[Point annotations for photographs]
* * *

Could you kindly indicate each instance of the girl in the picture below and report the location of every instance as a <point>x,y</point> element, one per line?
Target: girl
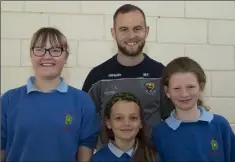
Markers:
<point>46,119</point>
<point>191,133</point>
<point>126,131</point>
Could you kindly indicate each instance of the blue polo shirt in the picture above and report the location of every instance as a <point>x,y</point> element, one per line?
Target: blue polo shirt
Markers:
<point>209,138</point>
<point>111,153</point>
<point>38,126</point>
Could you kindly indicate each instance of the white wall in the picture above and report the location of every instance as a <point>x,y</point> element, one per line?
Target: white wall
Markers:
<point>205,31</point>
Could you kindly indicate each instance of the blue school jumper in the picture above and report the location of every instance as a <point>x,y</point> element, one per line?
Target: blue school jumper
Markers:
<point>210,138</point>
<point>111,153</point>
<point>37,126</point>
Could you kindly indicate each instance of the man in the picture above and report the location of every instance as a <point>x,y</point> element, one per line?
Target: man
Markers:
<point>130,70</point>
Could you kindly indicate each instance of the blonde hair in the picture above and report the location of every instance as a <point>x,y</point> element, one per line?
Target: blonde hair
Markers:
<point>186,64</point>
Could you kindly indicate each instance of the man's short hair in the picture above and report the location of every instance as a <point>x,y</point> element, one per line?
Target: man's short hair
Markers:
<point>127,8</point>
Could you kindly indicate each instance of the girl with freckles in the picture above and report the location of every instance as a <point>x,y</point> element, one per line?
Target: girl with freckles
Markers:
<point>126,132</point>
<point>191,133</point>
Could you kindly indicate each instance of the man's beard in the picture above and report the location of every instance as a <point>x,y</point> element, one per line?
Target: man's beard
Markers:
<point>128,53</point>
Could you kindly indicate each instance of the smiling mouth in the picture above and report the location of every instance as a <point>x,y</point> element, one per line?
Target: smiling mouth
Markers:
<point>185,101</point>
<point>131,43</point>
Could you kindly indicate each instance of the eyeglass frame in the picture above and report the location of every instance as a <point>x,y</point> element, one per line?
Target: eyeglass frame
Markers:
<point>48,49</point>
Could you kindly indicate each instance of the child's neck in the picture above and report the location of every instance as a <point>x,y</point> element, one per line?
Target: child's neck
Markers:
<point>187,115</point>
<point>47,85</point>
<point>124,145</point>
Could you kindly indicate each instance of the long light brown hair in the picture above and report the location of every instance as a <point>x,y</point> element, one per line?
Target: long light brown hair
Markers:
<point>145,151</point>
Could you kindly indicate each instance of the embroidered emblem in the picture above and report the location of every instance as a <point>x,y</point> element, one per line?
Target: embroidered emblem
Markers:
<point>68,119</point>
<point>150,87</point>
<point>214,145</point>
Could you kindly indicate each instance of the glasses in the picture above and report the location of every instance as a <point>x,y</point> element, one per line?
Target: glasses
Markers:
<point>54,52</point>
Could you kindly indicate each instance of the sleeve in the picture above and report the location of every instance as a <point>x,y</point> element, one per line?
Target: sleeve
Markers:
<point>229,142</point>
<point>156,140</point>
<point>90,124</point>
<point>4,107</point>
<point>89,81</point>
<point>166,105</point>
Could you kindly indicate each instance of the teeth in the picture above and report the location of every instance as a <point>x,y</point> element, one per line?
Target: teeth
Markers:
<point>47,64</point>
<point>131,43</point>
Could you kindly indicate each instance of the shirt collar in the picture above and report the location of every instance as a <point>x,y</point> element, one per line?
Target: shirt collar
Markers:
<point>63,87</point>
<point>117,152</point>
<point>175,123</point>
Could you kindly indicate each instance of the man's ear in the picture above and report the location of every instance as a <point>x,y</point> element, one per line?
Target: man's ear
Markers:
<point>166,91</point>
<point>113,33</point>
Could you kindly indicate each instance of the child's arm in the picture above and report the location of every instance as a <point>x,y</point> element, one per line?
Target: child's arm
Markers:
<point>90,127</point>
<point>4,107</point>
<point>228,141</point>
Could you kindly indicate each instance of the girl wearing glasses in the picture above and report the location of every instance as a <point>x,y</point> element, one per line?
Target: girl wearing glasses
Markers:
<point>47,119</point>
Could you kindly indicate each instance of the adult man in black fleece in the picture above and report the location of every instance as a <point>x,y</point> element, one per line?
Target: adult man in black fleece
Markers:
<point>130,70</point>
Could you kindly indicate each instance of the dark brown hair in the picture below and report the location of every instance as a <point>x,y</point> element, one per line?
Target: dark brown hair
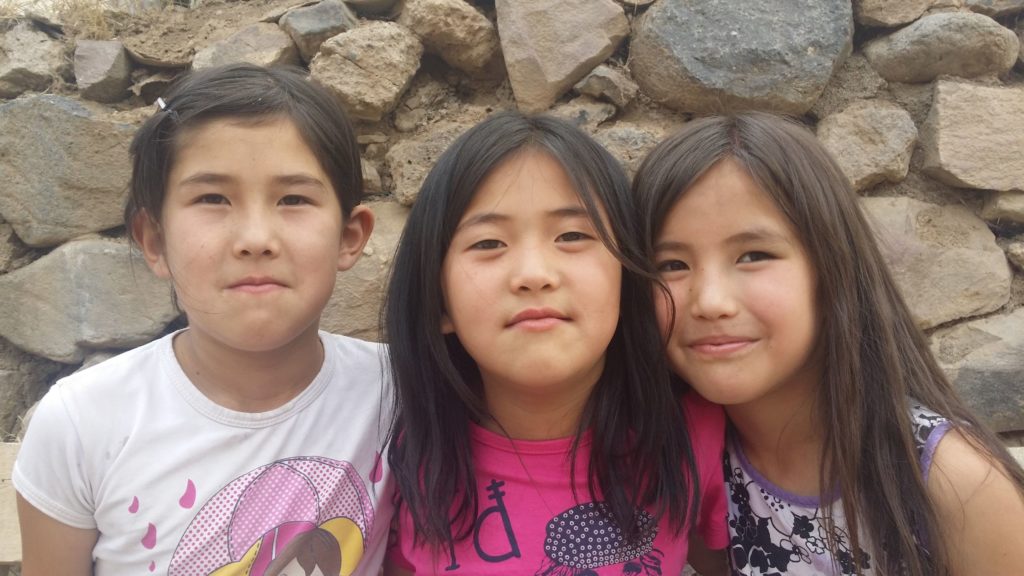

* * *

- Given request -
Starting at the line containing "Could you kindly indicate each instance of the glasses" and ending after the line containing "<point>113,33</point>", copy out every line of the records, changing only the x,y coordinates in the point markers: multiply each by 0.8 and round to the nearest whole number, with halves rounded up.

- Solution to this task -
Could you kindly indicate each instance of the glasses in the picture above and report the location of every instance as a <point>x,y</point> element, one per line?
Target: glasses
Markers:
<point>43,42</point>
Could you kindly indicate each instance of the sleeve in the picture above and report the location of every instance as a <point>x,y</point> element, one per line?
Target: sleeve
Markers:
<point>183,114</point>
<point>125,112</point>
<point>72,99</point>
<point>3,86</point>
<point>71,65</point>
<point>133,84</point>
Could you kindly indicate each instance of the teeth in the picture above and report the location of every instance as a <point>x,y</point> element, one per line?
Target: teeth
Markers:
<point>38,51</point>
<point>105,34</point>
Could you kindly indicate each instance of the shirt collar in the picture above and report the location of every instance as a <point>x,y</point> element, one per line?
Target: shirt collar
Markers:
<point>50,70</point>
<point>94,122</point>
<point>140,98</point>
Could you kindly indicate each instance of the man's ear in the picture above and report the location of every instance as a <point>x,y</point> element, one per line?
Target: man's ear
Markers:
<point>133,73</point>
<point>90,26</point>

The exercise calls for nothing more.